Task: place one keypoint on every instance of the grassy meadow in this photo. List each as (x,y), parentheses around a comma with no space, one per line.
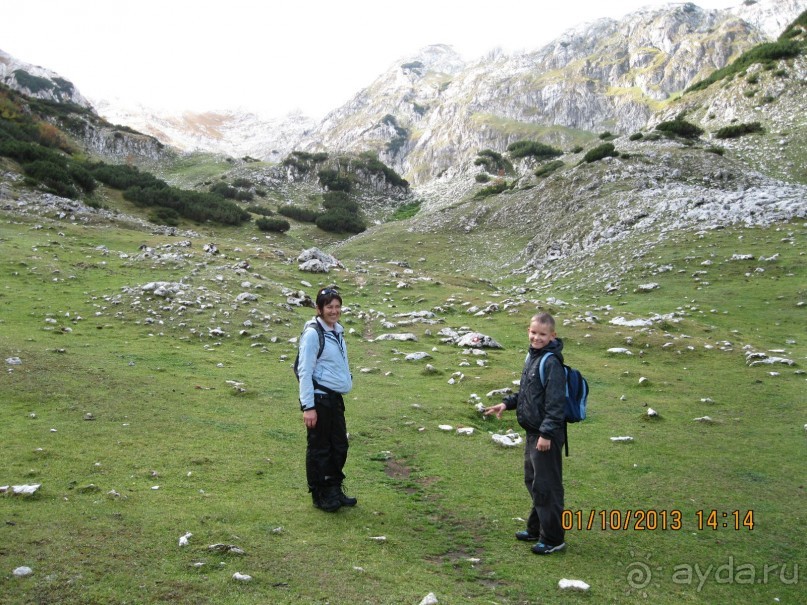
(140,425)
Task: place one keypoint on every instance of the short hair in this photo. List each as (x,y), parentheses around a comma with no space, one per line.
(545,319)
(326,296)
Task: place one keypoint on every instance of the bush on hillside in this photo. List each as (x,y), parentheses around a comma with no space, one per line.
(304,215)
(331,180)
(493,162)
(548,168)
(339,220)
(737,130)
(680,128)
(278,225)
(406,211)
(765,53)
(599,152)
(523,149)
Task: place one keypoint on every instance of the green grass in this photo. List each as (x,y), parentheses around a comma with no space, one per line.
(230,465)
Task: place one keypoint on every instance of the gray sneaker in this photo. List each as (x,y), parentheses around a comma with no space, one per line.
(546,549)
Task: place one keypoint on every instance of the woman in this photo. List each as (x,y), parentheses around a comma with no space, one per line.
(324,377)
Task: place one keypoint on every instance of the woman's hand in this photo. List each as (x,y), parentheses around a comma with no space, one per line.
(495,409)
(310,418)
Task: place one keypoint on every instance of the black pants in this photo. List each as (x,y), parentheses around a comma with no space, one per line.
(327,448)
(543,476)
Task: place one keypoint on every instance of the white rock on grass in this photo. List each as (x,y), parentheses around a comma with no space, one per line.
(21,490)
(509,439)
(566,584)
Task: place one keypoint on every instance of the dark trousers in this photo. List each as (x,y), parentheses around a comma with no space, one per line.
(326,453)
(543,476)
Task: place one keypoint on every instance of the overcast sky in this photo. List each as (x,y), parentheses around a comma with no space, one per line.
(270,57)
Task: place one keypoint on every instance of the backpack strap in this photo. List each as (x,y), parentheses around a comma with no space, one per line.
(542,376)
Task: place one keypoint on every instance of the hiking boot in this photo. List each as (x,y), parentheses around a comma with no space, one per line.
(326,500)
(546,549)
(346,500)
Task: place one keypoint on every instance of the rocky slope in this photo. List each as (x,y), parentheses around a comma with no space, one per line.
(232,133)
(429,113)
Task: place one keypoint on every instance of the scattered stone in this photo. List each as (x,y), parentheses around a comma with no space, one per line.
(566,584)
(508,439)
(23,571)
(230,549)
(619,351)
(476,339)
(21,490)
(397,337)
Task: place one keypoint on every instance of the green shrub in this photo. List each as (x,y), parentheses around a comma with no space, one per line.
(259,210)
(681,128)
(523,149)
(277,225)
(548,168)
(406,211)
(164,216)
(493,162)
(331,180)
(498,187)
(224,190)
(738,130)
(765,53)
(600,152)
(340,221)
(304,215)
(332,200)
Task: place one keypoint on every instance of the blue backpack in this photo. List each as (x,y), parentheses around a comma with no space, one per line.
(576,394)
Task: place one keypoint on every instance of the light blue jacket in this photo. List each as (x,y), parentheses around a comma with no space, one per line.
(330,370)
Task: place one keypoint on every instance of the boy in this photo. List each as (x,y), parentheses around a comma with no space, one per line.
(539,410)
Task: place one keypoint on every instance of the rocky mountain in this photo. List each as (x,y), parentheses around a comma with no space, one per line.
(430,113)
(233,133)
(38,82)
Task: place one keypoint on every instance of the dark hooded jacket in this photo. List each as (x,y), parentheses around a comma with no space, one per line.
(539,407)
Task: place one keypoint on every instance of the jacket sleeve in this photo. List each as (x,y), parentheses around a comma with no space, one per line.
(309,347)
(554,398)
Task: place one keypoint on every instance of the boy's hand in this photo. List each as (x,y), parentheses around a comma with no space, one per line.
(495,409)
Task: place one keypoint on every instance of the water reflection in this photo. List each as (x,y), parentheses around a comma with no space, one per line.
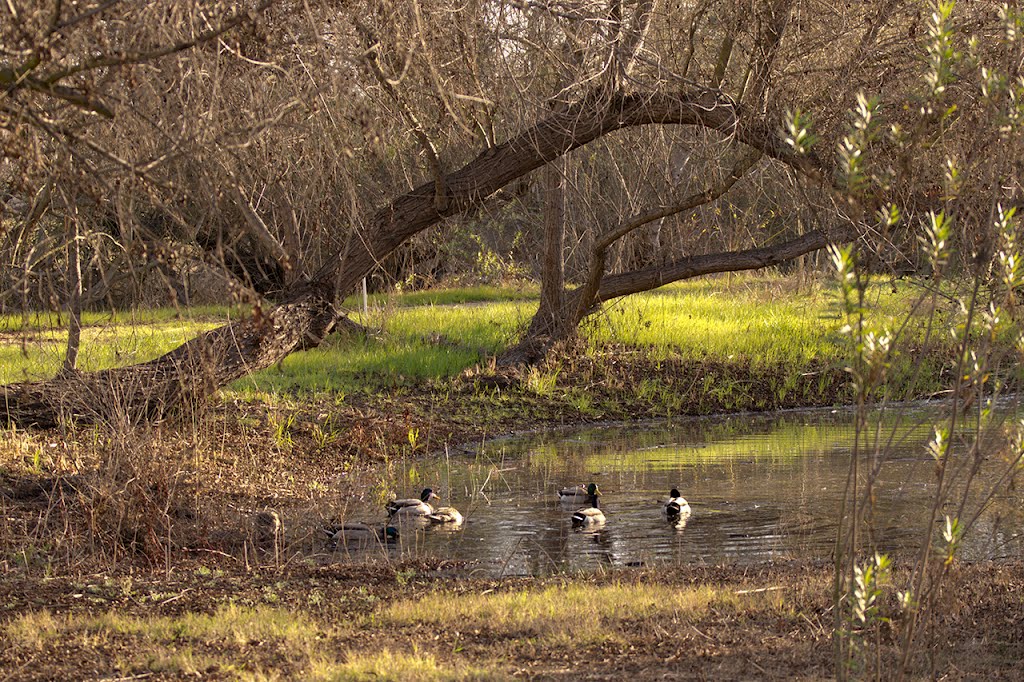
(760,487)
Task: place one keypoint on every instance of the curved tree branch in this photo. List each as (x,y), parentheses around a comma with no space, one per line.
(190,373)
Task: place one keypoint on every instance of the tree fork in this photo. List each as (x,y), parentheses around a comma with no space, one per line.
(189,374)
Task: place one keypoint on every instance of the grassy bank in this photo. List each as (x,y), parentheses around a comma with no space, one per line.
(402,622)
(757,343)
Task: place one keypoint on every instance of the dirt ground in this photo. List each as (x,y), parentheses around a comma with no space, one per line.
(980,633)
(135,557)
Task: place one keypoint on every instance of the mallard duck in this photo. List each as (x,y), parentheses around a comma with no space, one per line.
(412,507)
(360,534)
(677,506)
(573,494)
(591,516)
(450,516)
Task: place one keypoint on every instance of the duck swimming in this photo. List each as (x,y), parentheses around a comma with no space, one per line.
(572,494)
(450,516)
(592,516)
(411,507)
(677,506)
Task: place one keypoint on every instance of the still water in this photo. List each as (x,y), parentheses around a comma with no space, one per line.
(760,486)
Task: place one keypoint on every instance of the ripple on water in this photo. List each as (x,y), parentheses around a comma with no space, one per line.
(761,487)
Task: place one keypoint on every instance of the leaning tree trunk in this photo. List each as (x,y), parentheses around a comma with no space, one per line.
(189,374)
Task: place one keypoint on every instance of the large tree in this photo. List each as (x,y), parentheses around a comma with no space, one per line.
(294,123)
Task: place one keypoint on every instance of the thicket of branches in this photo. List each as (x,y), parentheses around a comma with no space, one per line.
(281,151)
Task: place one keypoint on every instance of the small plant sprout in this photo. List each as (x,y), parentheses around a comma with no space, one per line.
(938,446)
(951,533)
(798,132)
(942,56)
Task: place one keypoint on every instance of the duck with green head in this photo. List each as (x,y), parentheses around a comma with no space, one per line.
(677,506)
(592,516)
(412,507)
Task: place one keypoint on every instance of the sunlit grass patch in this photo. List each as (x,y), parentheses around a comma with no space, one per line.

TASK TO COMPLETE -
Leaving the pictures aside, transcribe the entire listing exactly.

THE ANSWER -
Task: place one keypoint on every instance of the grassy meadow in this photo. List each as (x,y), parentheses around a comma with no space, one per line.
(140,425)
Task: place one keypoint on every instance of the short hair in this photo. List each as (x,y), parentheses around a comma with no space, one per line.
(545,319)
(326,296)
Task: place one keypoint on every instance of the bush on hillside in this photo. List each as (x,y), parentheses around a comma with no space, one per line.
(304,215)
(331,180)
(493,162)
(548,168)
(339,220)
(737,130)
(680,128)
(278,225)
(406,211)
(765,53)
(599,152)
(523,149)
Task: place one keypoint on every instance of the green grass in this photo. List each as (x,y), parentheses around a comma with no space, one per line.
(230,465)
Task: place one keypoint on every instance of the gray sneaker in this photo. List each as (x,y), parentheses around a comma with no space, one per line.
(546,549)
Task: place one keypoint on every instance of the woman in this photo. List each as (x,y), parentheses around a comma with no space, one per line.
(324,377)
Task: place one keypoint on every instance of the woman's hand in this photo. List each as (x,y), parentheses around a comma with no space, one per line.
(495,409)
(310,418)
Task: place one keypoint on every instance of the black pants in this photo. List each as (x,y), parentheses around a comma with no space, one per line.
(327,448)
(543,476)
Task: place one keypoint on every instance of the white rock on grass in this photo. List each as (x,y), parentheses around a comma with no space, one per line.
(21,490)
(509,439)
(566,584)
Task: place one keypoint on every instance of the dark trousers in this photo. List each as (x,y), parentheses around a comma with no space, one per line.
(326,453)
(543,476)
Task: place one keypoint on every instance of the overcast sky in this photo. List each as (x,y), parentheses around a comma with no space, one per line.
(270,57)
Task: place one keypoint on every instance of the backpack strap in this photo. List each as (x,y), parentheses around a comma with no space, one per line.
(542,376)
Task: place one keypoint on every instance of the hiking boot in this photo. List each as (x,y), parentheses around a comma with no space, one per line.
(326,500)
(546,549)
(346,500)
Task: place one keypoint on every instance of the rocky slope in this photo. List each as (x,y), parentheses around a comma with no space, one per line.
(232,133)
(429,113)
Task: place one keypoint on every instance of the scattered stone in this photo. List each as (x,y), parentheses around a comma with no space, one per line.
(566,584)
(508,439)
(23,571)
(230,549)
(619,351)
(476,339)
(21,490)
(397,337)
Task: place one keypoint on every instance of the green shrub in this photo. List each as (x,y), parentheses around a comma with no space, one per line.
(259,210)
(681,128)
(523,149)
(277,225)
(548,168)
(406,211)
(164,216)
(493,162)
(331,180)
(498,187)
(224,190)
(738,130)
(765,53)
(600,152)
(340,221)
(304,215)
(332,200)
Task: place one keypoint on every instance of the blue backpack in this photo. List each as (x,y), parentheses around a comma with no space, one per line.
(576,394)
Task: place one keypoint on every instance of the light blue jacket in this photo. List each as (x,y), parentheses around a comma with no space, one per line.
(330,370)
Task: place one keypoint on every instance of the boy in this photo. List each as (x,y), parentheses around a comma with no space, one per line.
(539,410)
Task: place one keypoint on every instance of the rocky mountain in this photo. List each as (x,y), parentheses around a comma with no space, one per line.
(430,113)
(233,133)
(38,82)
Task: place one keypoint on every instance of the dark hooded jacket in this photo. List each as (x,y), parentheses around a comma with no space, one per line.
(539,407)
Task: place one keypoint on every instance of the jacket sleeve in this photo. List each as (x,y), parentheses around a comma with no space, one per line.
(309,347)
(554,398)
Task: place one keypoint on every instance of the boy's hand in this photo. List each as (x,y), parentheses around a comma with no space, one per line.
(495,409)
Task: place one keypoint on every instance of the water reflection in this photo. List each as (x,y), parentheses around a comma with no space, one per line.
(760,487)
Task: place one keypoint on every instance of the curved tree branch in this photo. List each as (x,y), parentheses around a comma with no space, one per line.
(190,373)
Task: place one keypoint on every instance of the tree fork in this photo. List each as (x,y), parentheses around a comma with no space, one per line.
(189,374)
Task: place one keypoint on every instance of the grassy bank in this photo. List each as (x,y), parentheses around a comma with no space, one per line.
(402,622)
(757,343)
Task: place one keypoint on every instance of the dirt ground in this photo. List each as (x,y), parentheses around a comma with no space, one per line.
(980,633)
(135,557)
Task: place one keypoint on every instance of the mallard duck in this photo. List each as (x,y), parentheses around a comma with no space, one per line.
(412,507)
(360,534)
(677,506)
(573,494)
(591,516)
(450,516)
Task: place one keypoint on every instance of the duck swimming in this photo. List each as (x,y), parentheses around a comma with no space, one per line.
(572,494)
(450,516)
(592,516)
(411,507)
(677,506)
Task: place one keypoint on every instance of the still water in this photo. List each as (x,y), parentheses around a comma with no space, one per line.
(760,486)
Task: place one keypoint on every instance of the ripple on water in this photo. List each as (x,y), parentheses around a comma with no space, one per line.
(761,487)
Task: place one keypoint on every instance of the leaning tree trunk in this photo. List each as (x,y), parentheses around a comma with no space, one per line.
(189,374)
Task: place one keypoint on every instance of the large tree in this photo. List each as (x,y), parentheses around a comma with no space, one per line.
(294,123)
Task: place one keypoint on every instance of the thicket of branches in this photo. List each as (x,y), parentheses around a comma with no space, one per line.
(281,151)
Task: place one keypoint on every instance of the small plant sprout in this photo. List each as (x,y), parentheses around a comma with no space, one per line.
(938,446)
(951,533)
(798,132)
(942,56)
Task: place one keypoint on every instance of the duck with green head in this photo. List each as (x,y), parentheses around a comma with no space, one per line.
(677,506)
(592,516)
(412,507)
Task: place one keypoint on every instance of the sunlit grass patch in this photo. List each as (x,y), parentheses around a comma with no space, one per line.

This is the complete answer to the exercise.